Aim of the exercise
Reproduce nothing but the closing run of lines: the line with "tree, I would be thankful." and each line that follows it to the end of the data.

(Labeled area outline entries)

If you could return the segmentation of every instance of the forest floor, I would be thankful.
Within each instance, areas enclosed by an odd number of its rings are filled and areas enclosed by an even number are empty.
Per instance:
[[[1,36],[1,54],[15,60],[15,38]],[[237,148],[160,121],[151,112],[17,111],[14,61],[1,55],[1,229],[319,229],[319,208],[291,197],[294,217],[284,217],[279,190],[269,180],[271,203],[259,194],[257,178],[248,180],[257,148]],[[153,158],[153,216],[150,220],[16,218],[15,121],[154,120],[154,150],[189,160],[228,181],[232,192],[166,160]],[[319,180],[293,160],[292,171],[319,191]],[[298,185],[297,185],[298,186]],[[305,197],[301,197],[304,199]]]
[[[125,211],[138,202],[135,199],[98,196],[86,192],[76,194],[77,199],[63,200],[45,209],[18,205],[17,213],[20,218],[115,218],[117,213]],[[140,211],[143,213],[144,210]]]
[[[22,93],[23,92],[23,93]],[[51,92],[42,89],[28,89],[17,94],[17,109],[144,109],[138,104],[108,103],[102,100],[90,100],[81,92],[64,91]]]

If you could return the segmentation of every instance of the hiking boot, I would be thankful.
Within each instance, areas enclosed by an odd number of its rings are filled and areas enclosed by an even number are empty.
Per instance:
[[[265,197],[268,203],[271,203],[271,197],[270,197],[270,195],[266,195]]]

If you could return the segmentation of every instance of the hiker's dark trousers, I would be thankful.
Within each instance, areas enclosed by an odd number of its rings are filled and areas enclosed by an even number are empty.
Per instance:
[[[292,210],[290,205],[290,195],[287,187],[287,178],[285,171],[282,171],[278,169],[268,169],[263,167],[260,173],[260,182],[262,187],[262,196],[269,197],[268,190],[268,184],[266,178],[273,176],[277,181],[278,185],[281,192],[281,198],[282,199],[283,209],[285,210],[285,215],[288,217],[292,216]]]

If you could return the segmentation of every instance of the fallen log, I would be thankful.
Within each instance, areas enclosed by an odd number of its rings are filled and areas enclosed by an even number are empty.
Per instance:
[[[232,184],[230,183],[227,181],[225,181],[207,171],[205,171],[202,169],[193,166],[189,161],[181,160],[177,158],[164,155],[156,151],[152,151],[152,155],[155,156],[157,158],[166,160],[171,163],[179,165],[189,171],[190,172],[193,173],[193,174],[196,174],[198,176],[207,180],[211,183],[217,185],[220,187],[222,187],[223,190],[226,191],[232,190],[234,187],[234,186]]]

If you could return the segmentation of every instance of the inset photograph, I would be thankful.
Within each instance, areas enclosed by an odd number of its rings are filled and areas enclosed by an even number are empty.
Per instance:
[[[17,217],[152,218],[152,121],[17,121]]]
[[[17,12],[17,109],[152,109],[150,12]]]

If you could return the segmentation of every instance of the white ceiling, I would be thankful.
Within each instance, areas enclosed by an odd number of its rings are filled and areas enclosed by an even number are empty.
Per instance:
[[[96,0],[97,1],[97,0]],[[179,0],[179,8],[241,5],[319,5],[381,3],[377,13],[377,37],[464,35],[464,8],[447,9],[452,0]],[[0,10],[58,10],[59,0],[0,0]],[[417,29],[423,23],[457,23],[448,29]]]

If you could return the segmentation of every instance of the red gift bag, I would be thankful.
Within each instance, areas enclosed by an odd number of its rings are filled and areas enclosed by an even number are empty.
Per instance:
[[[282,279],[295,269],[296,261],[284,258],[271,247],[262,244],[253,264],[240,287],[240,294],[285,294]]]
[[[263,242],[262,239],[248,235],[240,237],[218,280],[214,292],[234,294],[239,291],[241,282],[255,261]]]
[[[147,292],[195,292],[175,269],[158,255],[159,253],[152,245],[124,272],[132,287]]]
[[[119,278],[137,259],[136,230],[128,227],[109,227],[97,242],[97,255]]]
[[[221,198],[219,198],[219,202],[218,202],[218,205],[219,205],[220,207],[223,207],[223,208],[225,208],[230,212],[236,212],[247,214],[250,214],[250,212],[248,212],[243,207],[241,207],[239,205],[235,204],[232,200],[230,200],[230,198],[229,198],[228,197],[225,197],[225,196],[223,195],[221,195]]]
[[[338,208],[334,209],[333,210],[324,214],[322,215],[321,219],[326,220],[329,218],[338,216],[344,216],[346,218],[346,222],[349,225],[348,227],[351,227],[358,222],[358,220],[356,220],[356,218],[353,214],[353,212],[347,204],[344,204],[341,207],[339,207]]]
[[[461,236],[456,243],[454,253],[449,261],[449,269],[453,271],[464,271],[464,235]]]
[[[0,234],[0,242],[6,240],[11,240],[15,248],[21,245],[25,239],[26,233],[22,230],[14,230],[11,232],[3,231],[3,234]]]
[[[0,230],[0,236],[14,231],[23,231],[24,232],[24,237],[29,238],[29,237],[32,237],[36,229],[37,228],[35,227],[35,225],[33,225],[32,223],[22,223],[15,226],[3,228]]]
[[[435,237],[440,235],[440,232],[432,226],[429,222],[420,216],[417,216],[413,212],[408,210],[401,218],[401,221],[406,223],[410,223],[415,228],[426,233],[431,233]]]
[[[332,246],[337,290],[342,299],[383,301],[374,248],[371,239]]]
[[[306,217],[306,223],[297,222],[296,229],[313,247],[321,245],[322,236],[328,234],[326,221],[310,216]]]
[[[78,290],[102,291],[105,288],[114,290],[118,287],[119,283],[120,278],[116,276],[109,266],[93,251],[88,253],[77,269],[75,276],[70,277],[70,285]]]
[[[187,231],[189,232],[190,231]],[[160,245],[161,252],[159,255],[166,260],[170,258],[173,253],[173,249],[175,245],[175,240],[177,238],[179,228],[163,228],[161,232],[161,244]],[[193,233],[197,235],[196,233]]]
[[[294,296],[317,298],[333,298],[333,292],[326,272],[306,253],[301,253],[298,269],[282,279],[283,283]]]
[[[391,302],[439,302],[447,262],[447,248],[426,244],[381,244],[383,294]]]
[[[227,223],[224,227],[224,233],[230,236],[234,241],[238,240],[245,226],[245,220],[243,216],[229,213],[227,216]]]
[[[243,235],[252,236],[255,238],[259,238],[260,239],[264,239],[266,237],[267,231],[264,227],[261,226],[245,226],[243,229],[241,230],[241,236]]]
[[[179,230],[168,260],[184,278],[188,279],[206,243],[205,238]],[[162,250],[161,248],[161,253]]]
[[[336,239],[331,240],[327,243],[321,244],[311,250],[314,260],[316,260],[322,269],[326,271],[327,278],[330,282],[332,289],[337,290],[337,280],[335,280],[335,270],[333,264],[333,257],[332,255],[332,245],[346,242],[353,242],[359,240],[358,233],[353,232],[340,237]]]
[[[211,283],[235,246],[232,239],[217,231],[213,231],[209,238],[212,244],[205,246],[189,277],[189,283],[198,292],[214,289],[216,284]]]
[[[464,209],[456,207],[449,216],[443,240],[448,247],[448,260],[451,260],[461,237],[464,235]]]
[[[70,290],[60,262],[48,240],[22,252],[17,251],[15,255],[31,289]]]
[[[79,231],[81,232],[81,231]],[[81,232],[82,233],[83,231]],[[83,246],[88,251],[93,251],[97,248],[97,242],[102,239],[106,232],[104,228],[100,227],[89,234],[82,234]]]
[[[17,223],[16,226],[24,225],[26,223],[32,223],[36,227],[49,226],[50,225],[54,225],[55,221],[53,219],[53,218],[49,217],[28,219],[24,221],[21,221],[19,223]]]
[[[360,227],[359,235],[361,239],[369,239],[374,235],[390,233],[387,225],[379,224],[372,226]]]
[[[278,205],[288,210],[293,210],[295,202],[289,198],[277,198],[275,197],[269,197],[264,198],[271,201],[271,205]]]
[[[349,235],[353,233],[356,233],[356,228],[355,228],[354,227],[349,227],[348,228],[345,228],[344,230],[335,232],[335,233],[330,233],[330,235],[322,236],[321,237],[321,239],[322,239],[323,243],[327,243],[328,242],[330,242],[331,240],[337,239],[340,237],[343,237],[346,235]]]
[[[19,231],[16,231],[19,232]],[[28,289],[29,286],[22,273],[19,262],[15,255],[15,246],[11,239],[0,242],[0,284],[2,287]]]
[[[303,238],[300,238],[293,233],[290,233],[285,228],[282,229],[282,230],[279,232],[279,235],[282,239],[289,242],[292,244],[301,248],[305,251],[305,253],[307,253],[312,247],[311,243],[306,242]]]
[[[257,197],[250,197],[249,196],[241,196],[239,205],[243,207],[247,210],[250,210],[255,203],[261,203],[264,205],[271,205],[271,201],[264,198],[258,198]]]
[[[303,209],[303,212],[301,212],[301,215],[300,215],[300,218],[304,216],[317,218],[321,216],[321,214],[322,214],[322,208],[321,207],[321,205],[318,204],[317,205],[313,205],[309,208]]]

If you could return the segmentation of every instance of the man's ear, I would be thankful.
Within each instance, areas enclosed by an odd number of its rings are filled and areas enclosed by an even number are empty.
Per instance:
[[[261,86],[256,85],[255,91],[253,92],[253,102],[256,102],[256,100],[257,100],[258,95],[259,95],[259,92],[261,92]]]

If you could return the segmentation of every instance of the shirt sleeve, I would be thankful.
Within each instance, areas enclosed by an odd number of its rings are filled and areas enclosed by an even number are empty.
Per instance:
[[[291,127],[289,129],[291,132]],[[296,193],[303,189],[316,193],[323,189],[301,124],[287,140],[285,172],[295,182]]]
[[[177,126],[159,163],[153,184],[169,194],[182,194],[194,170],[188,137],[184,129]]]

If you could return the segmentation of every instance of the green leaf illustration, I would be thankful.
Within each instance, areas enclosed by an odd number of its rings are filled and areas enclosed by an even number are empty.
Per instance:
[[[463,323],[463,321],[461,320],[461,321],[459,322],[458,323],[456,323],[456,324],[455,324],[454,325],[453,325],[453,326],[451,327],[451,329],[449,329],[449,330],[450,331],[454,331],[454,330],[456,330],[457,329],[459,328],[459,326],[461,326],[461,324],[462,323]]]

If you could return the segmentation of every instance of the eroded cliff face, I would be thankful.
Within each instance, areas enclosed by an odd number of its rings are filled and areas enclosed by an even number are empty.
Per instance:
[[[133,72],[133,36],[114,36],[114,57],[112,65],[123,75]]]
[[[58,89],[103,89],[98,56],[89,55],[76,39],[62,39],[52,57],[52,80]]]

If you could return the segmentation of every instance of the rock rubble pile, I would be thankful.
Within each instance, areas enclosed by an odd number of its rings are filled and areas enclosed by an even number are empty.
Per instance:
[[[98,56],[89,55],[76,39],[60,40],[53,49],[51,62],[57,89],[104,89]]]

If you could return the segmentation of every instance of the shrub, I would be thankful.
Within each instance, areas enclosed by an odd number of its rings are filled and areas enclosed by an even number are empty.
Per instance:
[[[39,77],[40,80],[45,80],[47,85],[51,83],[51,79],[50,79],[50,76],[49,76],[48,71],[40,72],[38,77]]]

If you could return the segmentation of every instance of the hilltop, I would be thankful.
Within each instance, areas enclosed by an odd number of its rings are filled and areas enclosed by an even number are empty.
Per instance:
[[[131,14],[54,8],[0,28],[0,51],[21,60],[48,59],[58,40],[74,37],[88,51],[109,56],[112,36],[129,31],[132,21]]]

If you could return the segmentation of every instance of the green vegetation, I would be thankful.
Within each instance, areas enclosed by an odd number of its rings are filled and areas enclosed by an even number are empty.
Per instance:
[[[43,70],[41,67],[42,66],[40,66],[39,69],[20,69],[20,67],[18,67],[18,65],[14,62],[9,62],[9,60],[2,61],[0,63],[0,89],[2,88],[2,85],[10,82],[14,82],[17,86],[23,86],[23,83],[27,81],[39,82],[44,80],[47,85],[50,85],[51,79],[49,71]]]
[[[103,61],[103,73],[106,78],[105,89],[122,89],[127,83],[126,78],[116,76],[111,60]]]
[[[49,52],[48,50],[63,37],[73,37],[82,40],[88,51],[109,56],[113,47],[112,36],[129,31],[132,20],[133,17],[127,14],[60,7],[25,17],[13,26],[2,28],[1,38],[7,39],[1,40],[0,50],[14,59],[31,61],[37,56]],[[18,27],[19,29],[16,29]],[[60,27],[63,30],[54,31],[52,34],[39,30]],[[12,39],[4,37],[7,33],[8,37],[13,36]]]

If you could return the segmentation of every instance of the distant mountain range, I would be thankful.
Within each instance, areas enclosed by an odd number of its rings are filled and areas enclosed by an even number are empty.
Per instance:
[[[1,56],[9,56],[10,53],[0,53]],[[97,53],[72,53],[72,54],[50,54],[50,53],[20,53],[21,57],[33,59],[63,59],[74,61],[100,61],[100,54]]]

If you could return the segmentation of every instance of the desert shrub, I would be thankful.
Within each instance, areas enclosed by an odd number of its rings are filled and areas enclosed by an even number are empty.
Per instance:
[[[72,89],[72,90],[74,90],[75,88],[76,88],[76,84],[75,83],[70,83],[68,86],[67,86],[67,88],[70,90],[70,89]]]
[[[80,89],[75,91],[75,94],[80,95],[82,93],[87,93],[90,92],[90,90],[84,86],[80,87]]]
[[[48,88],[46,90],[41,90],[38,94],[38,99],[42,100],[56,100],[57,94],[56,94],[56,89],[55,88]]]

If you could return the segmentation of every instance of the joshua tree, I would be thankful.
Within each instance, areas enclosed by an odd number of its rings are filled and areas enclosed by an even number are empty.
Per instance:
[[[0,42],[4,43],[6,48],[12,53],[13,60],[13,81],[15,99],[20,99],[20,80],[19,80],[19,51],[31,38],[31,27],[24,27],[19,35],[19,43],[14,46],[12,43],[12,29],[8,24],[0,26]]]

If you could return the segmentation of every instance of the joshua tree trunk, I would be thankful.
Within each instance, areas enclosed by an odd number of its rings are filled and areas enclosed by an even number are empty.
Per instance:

Answer to the problem
If you could return the segmentation of every instance of the joshua tree, I would be thankful.
Within each instance, areas enclosed by an odd number of its rings are filled and areas enclosed by an even number are empty.
Per instance:
[[[0,42],[4,43],[6,48],[12,53],[13,60],[13,81],[15,99],[20,99],[20,80],[19,80],[19,51],[31,38],[31,27],[24,27],[19,35],[19,43],[14,46],[12,43],[12,29],[8,24],[0,26]]]

If you could return the segmentation of every instance of the joshua tree trunk, I would be thankful.
Within each instance, areas enclosed by an odd number of its rings are filled and areas enclosed by an even number are empty.
Per instance:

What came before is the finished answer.